— Instructions for the task —
Rewrite all the items below as a numbered list, skipping blank lines and leaving out the pictures.

— Material —
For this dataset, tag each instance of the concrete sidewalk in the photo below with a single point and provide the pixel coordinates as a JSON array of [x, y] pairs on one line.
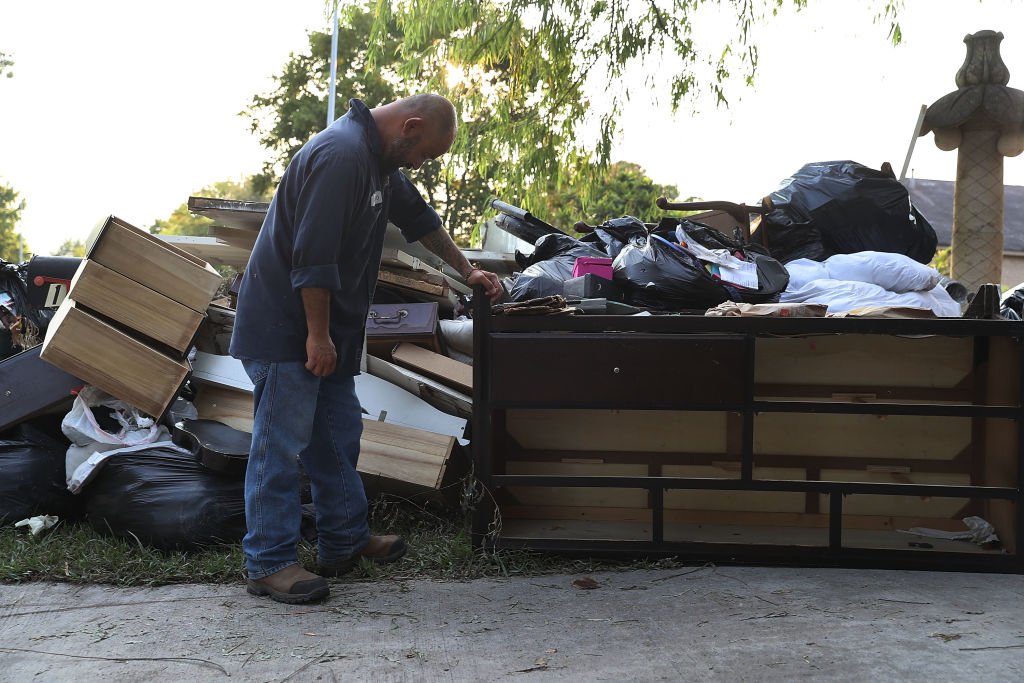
[[689, 624]]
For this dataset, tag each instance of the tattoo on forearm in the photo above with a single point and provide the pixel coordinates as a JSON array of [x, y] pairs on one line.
[[440, 244]]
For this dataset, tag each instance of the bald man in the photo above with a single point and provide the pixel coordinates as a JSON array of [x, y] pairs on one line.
[[299, 328]]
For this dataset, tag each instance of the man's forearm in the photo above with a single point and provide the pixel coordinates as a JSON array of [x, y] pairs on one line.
[[439, 243], [316, 303]]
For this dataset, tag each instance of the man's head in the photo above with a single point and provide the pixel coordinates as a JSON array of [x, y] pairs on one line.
[[416, 129]]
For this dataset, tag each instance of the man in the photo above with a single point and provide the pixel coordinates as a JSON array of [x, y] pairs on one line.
[[299, 327]]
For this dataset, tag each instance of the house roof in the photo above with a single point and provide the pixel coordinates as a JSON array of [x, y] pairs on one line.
[[934, 199]]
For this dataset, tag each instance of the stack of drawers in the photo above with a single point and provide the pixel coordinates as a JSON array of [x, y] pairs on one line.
[[131, 313]]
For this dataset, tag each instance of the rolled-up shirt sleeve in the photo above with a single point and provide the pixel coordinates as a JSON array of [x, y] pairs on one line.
[[409, 211], [324, 210]]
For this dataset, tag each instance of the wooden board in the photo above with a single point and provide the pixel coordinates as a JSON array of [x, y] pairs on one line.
[[395, 258], [863, 360], [105, 357], [233, 213], [209, 249], [395, 453], [231, 407], [446, 370], [153, 262], [30, 386], [403, 454], [664, 431], [411, 283], [122, 299], [237, 237], [442, 397], [221, 371]]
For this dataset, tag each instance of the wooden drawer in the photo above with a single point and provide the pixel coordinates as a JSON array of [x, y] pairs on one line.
[[104, 356], [163, 267], [655, 370], [142, 309]]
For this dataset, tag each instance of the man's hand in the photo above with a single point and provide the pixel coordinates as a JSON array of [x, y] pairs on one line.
[[492, 286], [321, 355]]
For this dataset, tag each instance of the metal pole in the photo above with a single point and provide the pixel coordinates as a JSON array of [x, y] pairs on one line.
[[334, 67]]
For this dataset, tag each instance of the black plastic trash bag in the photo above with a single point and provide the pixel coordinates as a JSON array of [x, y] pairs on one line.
[[167, 500], [657, 273], [617, 232], [1012, 303], [32, 474], [549, 266], [852, 207]]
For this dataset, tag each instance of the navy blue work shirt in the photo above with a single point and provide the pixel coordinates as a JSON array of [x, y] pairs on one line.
[[325, 228]]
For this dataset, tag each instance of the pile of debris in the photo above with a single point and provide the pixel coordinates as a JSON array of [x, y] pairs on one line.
[[124, 407]]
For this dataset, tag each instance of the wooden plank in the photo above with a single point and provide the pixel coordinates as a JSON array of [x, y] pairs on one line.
[[104, 356], [410, 283], [377, 396], [30, 386], [231, 407], [135, 305], [890, 436], [210, 249], [446, 370], [863, 360], [629, 431], [233, 213], [395, 258], [237, 237], [1000, 443], [442, 397], [403, 454], [222, 371], [392, 452], [153, 262]]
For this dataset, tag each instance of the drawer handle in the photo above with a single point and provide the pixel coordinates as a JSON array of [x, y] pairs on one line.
[[399, 314]]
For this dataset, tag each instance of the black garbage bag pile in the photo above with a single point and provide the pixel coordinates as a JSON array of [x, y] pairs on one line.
[[32, 474], [843, 207], [166, 499], [545, 271], [655, 272]]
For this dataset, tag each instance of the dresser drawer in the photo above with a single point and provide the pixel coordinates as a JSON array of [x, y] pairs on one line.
[[592, 369]]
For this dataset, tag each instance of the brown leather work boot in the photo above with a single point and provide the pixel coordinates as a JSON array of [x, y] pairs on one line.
[[379, 550], [292, 585]]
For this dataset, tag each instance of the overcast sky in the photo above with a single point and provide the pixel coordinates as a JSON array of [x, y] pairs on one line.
[[128, 108]]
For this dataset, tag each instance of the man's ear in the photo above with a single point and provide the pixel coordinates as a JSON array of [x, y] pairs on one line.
[[413, 126]]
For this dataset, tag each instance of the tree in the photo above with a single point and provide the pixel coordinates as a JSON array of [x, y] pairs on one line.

— Response for this exercise —
1. For this dataset, tag each instance of the concrete sidewalk in the photo below with a single point and provide the pixel coordinates as a JSON array of [x, y] pairs on one line.
2. [[689, 624]]
3. For this dataset, tag each instance of the tattoo on forearm in the photo above with a single point and provide the pixel coordinates as a JSON array of [x, y] pairs on one line.
4. [[440, 244]]
5. For this dataset, tag each instance of the bald man in the photo above with a single point and provide the pixel coordinates as a JSON array of [x, y] pairs on one line.
6. [[299, 328]]
7. For this dataset, tag each instance of the man's forearm in the photo above with a single point and provide the pixel coordinates as a JSON array of [x, y] pairs on one line.
8. [[439, 243], [316, 303]]
9. For this dataset, tag each instance of the man's head in the photo above with a single point and provide the pixel coordinates as a JSON array of [x, y] pairs on one line.
10. [[416, 129]]
11. For this dataset, tag each instance of the man in the photo above with a single point and provide the pixel coordinates as a JSON array of [x, y] pairs on one line.
12. [[299, 327]]
13. For this dataset, tag each instance of the house roof in the photo above with a single point and provide the pixel coordinates as a JSON array of [x, y] pairs on one line.
14. [[934, 199]]
15. For this dataset, tag each instance of the stack of drawers in the photo above with a single point and provide the pixel coordinates as a JSON array of [x, y] pairs on one line.
16. [[131, 313]]
17. For this dataset, tag each instance of the rolled-up shirt sleeve in the photo above with a single point and provide the pixel coordinates as a JSON array of [x, y] pairs on one line.
18. [[409, 211], [324, 210]]
19. For this dataset, tag each instance of the wooden board in the photo above with a single point and provide the pixel coordinates as a JSON array of [x, y] pairs on one line.
20. [[395, 258], [863, 360], [105, 357], [233, 213], [209, 249], [395, 453], [231, 407], [446, 370], [153, 262], [30, 386], [403, 454], [664, 431], [411, 283], [122, 299], [237, 237], [442, 397], [221, 371]]
21. For this dataset, tag each instance of the wooden drawer in the photo above with a single point and provide the pixel coordinates as a JSON array of [x, y] pairs on one line.
22. [[104, 356], [163, 267], [655, 370], [142, 309]]
23. For this dataset, tag each instance of the man's hand in the photo above with a single point and provide the pixel coordinates as a JSON array of [x, y] pairs on one line.
24. [[492, 286], [321, 355]]
25. For this dataset, tag each instance of the metal pole in the photo above with a single point and provide the pixel coordinates as a JSON array of [x, y] pairs on one line.
26. [[334, 67]]
27. For this dataset, tag each instance of the black plastic trash bag in the photo above with a single point and provide the pixel coordinates as a JSON array of [x, y] pairs on one line.
28. [[167, 500], [657, 273], [617, 232], [1012, 303], [32, 474], [549, 266], [852, 207]]
29. For this dataset, tag each instance of the navy blue work shirt in the photo above with a single point and provide the pixel coordinates as a JSON array of [x, y] pairs on one line.
30. [[325, 228]]
31. For this dataset, tag each instance of the pile of debris in the photo above with a single point and provide the pixel coordinates as a JSON array of [x, y] pairs on one line.
32. [[124, 407]]
33. For this dataset, tag each instance of the wooden plank in the photo above with a single point and provide the pixel coordinates as a JSON array of [x, y] pairs on one line.
34. [[104, 356], [410, 283], [377, 396], [30, 386], [231, 407], [135, 305], [890, 436], [210, 249], [446, 370], [863, 360], [629, 431], [233, 213], [395, 258], [237, 237], [1000, 443], [442, 397], [403, 454], [222, 371], [392, 452], [153, 262]]
35. For this dataset, tag each instance of the drawer handle in the photo above with a single point and provide the pixel coordinates as a JSON array of [x, y] pairs on one line.
36. [[399, 314]]
37. For this dataset, tag each instance of the black garbage bag pile in the photo above with a single point and provide the pixel coordinates as a JSON array of [x, y] pairs on one line.
38. [[32, 474], [843, 207], [166, 499], [545, 271], [655, 272]]
39. For this dataset, tag each instance of the dresser drawer in the photo above with a single point and provide the pixel coordinates as a JSON array of [x, y] pairs on one line.
40. [[592, 369]]
41. For this dataset, tag each instance of the brown leather work boot in the photo above with a single point and provide the pixel coordinates as a JSON array of [x, y] pairs on one line.
42. [[379, 550], [292, 585]]
43. For this dataset, tag each instance of the overcast sky in the photo above with a single point and provide the pixel coordinates as a JSON array of [x, y] pairs on one line.
44. [[128, 108]]
45. For this dataset, tag each instance of the man's ear in the photo above with a single point and provide the pixel coordinates as a JSON array of [x, y] pairs on one line.
46. [[413, 126]]
47. For this dataset, tag each instance of the tree in the photo above with a single point and provide the pixel coordinates as a JSON array of [x, y] pairs on one line.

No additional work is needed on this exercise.